Stated goal: Could you turn the material below into a Markdown table with the columns Row and Line, starting with the line that contains "of the cloudy" and going on through the end of the material? Put a running row number under Row and each line's text under Line, and skip any blank lines.

— Start Extracted data —

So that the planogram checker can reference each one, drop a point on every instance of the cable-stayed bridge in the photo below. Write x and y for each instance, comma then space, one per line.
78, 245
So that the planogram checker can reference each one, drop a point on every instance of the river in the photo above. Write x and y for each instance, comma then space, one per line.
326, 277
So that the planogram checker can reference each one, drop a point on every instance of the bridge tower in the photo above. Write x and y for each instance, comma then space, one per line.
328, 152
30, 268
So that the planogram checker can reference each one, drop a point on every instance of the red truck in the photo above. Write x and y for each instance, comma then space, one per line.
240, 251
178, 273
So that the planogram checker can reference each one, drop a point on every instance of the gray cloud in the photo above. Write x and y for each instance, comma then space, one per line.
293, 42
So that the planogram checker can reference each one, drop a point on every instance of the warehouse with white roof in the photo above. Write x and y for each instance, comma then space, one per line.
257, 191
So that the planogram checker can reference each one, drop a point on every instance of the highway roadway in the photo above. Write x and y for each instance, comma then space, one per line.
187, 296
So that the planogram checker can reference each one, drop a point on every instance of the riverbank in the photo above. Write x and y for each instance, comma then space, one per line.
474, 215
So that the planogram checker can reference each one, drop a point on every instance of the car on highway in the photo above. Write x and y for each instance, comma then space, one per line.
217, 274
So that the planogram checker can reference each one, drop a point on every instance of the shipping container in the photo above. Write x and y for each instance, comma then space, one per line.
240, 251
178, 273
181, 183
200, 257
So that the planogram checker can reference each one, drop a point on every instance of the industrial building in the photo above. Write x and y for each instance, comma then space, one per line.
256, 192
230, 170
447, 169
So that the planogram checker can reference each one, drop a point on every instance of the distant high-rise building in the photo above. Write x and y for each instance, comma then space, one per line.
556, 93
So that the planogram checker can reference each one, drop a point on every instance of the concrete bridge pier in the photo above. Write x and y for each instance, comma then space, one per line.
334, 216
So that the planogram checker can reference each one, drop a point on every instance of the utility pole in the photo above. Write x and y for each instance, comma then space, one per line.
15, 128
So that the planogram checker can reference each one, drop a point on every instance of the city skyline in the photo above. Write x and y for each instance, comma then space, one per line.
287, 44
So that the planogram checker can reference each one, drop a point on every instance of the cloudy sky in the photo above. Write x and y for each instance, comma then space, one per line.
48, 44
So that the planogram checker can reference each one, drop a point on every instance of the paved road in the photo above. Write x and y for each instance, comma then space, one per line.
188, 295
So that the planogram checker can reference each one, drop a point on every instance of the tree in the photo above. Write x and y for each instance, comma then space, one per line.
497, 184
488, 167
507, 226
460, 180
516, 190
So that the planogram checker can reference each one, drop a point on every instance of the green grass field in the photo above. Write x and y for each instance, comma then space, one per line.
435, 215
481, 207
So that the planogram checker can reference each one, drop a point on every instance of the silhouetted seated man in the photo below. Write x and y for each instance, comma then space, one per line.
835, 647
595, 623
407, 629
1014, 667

— End Extracted data —

Response:
| Row | Line |
|---|---|
| 1 | So that the planogram checker can reference each one, drop a point on every instance of the cloudy sky in the photo above. Write x and y for each instance, comma then space, one per line. |
| 2 | 48, 44 |
| 3 | So that the planogram checker can reference each one, drop a point on every instance of the paved road in the photo above. Write x and y for each instance, comma then space, one per line. |
| 4 | 188, 295 |
| 5 | So that the planogram checker can reference each one, drop a point on every instance of the tree in the photo above. Write x and y for each instance, comma then space, one per line. |
| 6 | 497, 184 |
| 7 | 488, 167 |
| 8 | 507, 226 |
| 9 | 460, 180 |
| 10 | 516, 190 |
| 11 | So that the planogram checker can reference each one, drop a point on every instance of the green grass field in the photo above. Write x and y for each instance, comma then space, one per line. |
| 12 | 435, 215 |
| 13 | 481, 207 |
| 14 | So that the planogram checker can reference each one, drop a point on every instance of the silhouetted seated man in the photo below. Write x and y for each instance, comma then space, one per line. |
| 15 | 835, 647 |
| 16 | 595, 623 |
| 17 | 407, 629 |
| 18 | 1014, 667 |